▶ [What the exercise asks]: Make an exact copy of the entries below with the pictures removed.

(Data shown Opens)

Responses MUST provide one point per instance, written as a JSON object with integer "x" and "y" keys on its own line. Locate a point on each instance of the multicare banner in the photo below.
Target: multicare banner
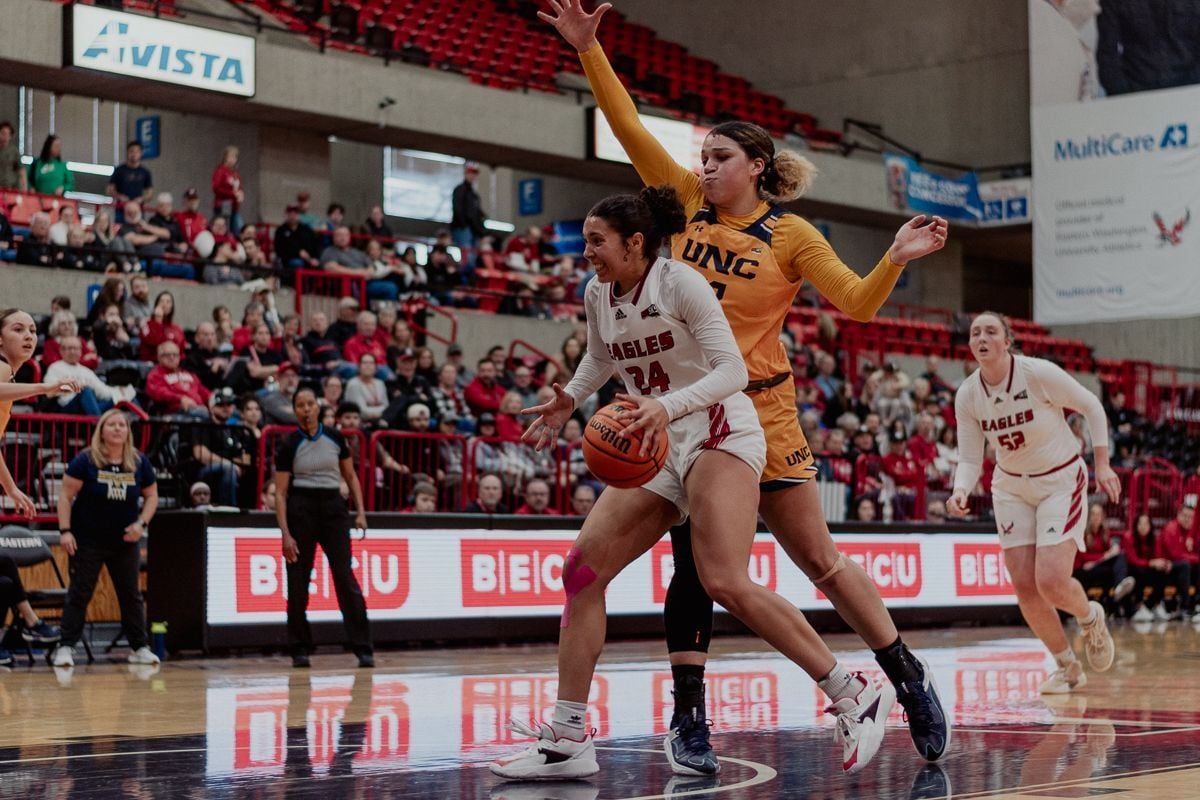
{"x": 417, "y": 575}
{"x": 1115, "y": 91}
{"x": 912, "y": 187}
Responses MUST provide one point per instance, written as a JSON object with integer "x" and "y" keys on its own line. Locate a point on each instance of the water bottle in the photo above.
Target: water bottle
{"x": 159, "y": 639}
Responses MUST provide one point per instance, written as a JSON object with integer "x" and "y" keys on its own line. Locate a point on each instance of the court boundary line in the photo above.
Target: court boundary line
{"x": 1083, "y": 781}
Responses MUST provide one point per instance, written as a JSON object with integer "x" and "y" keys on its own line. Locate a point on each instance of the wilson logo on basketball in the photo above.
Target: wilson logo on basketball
{"x": 979, "y": 571}
{"x": 737, "y": 701}
{"x": 762, "y": 567}
{"x": 893, "y": 566}
{"x": 513, "y": 572}
{"x": 381, "y": 564}
{"x": 489, "y": 703}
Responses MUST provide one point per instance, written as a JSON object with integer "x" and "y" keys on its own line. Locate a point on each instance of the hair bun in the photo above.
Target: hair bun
{"x": 665, "y": 208}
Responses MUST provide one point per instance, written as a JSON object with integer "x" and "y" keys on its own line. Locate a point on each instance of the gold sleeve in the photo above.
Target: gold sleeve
{"x": 808, "y": 256}
{"x": 653, "y": 163}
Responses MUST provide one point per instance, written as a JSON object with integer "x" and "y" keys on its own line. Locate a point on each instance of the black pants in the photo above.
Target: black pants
{"x": 321, "y": 517}
{"x": 124, "y": 561}
{"x": 11, "y": 589}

(Data shown Closes)

▶ [Answer space]:
Responses MUST provide one point per instance, written as a JSON object with integer "x" and "y" keys on its own line. Locate a point on each instance of the multicare banner in the photo below.
Target: multicare banner
{"x": 417, "y": 575}
{"x": 1115, "y": 91}
{"x": 912, "y": 187}
Responses MUST provide one point per instance, written as a JSON object with integer "x" and "y" keys on its own line. Locate a point on each instance of the water bottle in the photo above.
Target: water bottle
{"x": 159, "y": 639}
Responses MUST provide one point per instance, written as a JSON object with integer "x" and "y" keys on its own line. Locate a point on each instance of the court boundary line in the photo above.
Target: court boundary line
{"x": 1083, "y": 781}
Responses MUST provide one point per instance, written as a JSON object with integer "x" and "y" keys on its own line. Locate a point on each instance of the wilson logo on basketball in the photo above.
Target: wilson logo on basketball
{"x": 979, "y": 571}
{"x": 737, "y": 701}
{"x": 762, "y": 567}
{"x": 893, "y": 566}
{"x": 513, "y": 572}
{"x": 381, "y": 564}
{"x": 489, "y": 703}
Responses MUST provide one point per instance, written as a JSON object with integer "x" and "y" keys on its own line. Locate a point on each instance of the hair bun in the photo above.
Target: hair bun
{"x": 665, "y": 208}
Responses MUST provide one point per instance, written as a JSON object with integer "x" and "y" keys on its own line. Locate a point on each instance of the gold sleeve in the photo above.
Target: gold sleeve
{"x": 808, "y": 256}
{"x": 653, "y": 163}
Responses MUST provide one point per instance, written as a JSON object with integer "x" and "y" keys on its own line. Locate a point on each instance of the black pants in the photo above.
Target: black pants
{"x": 321, "y": 517}
{"x": 124, "y": 561}
{"x": 11, "y": 589}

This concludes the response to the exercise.